**The problem:**
Scale the listing from the line with "For the benchmark, point out every instance of the tree" to the line with "point(12, 465)", both included: write those lines out again, requests included, with each answer point's coordinates multiplied by 1.05 and rounded to whole numbers, halves up. Keep the requests and their sample points unchanged.

**Dataset records:**
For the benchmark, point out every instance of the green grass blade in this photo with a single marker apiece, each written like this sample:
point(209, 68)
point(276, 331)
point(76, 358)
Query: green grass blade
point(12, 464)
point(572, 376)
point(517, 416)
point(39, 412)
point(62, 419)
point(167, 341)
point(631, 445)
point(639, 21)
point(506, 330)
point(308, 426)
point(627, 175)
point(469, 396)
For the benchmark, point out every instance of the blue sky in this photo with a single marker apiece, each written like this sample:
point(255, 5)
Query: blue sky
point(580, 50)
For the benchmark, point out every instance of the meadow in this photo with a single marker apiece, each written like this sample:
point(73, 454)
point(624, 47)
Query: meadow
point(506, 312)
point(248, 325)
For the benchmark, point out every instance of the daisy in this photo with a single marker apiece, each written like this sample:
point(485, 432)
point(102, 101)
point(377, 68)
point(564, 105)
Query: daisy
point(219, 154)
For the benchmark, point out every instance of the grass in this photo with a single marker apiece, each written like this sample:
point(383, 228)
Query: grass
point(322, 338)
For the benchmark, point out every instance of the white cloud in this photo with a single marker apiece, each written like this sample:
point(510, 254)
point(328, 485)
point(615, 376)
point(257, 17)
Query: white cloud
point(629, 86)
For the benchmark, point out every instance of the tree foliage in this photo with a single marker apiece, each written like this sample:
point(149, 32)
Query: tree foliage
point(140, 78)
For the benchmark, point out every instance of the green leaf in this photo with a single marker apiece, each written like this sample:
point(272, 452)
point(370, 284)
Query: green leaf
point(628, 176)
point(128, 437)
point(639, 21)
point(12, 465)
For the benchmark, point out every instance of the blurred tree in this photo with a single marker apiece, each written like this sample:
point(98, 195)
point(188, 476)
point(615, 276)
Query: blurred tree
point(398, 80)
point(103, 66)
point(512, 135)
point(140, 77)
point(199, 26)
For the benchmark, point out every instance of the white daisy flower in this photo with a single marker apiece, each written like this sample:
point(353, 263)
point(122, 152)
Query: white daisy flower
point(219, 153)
==
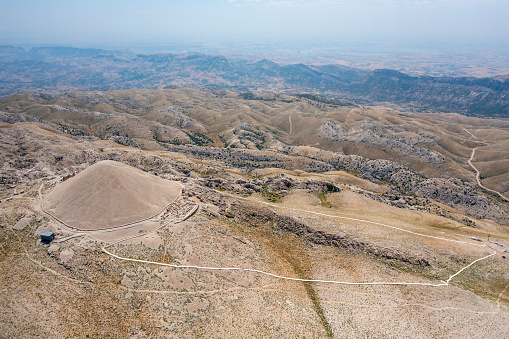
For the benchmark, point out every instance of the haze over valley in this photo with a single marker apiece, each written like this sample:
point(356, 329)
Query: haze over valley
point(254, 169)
--
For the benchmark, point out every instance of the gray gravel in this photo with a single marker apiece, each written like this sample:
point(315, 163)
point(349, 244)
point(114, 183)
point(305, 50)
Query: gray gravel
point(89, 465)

**Reply:**
For the benchmark, point out every instance of the tree foliage in this photo with a single marker apiece, each written like this sample:
point(149, 32)
Query: tree foliage
point(147, 82)
For the benchmark, point out every instance of the green leaf in this photo with a single marker apiece, each written like this sample:
point(272, 452)
point(370, 284)
Query: green leaf
point(659, 185)
point(134, 459)
point(671, 22)
point(13, 488)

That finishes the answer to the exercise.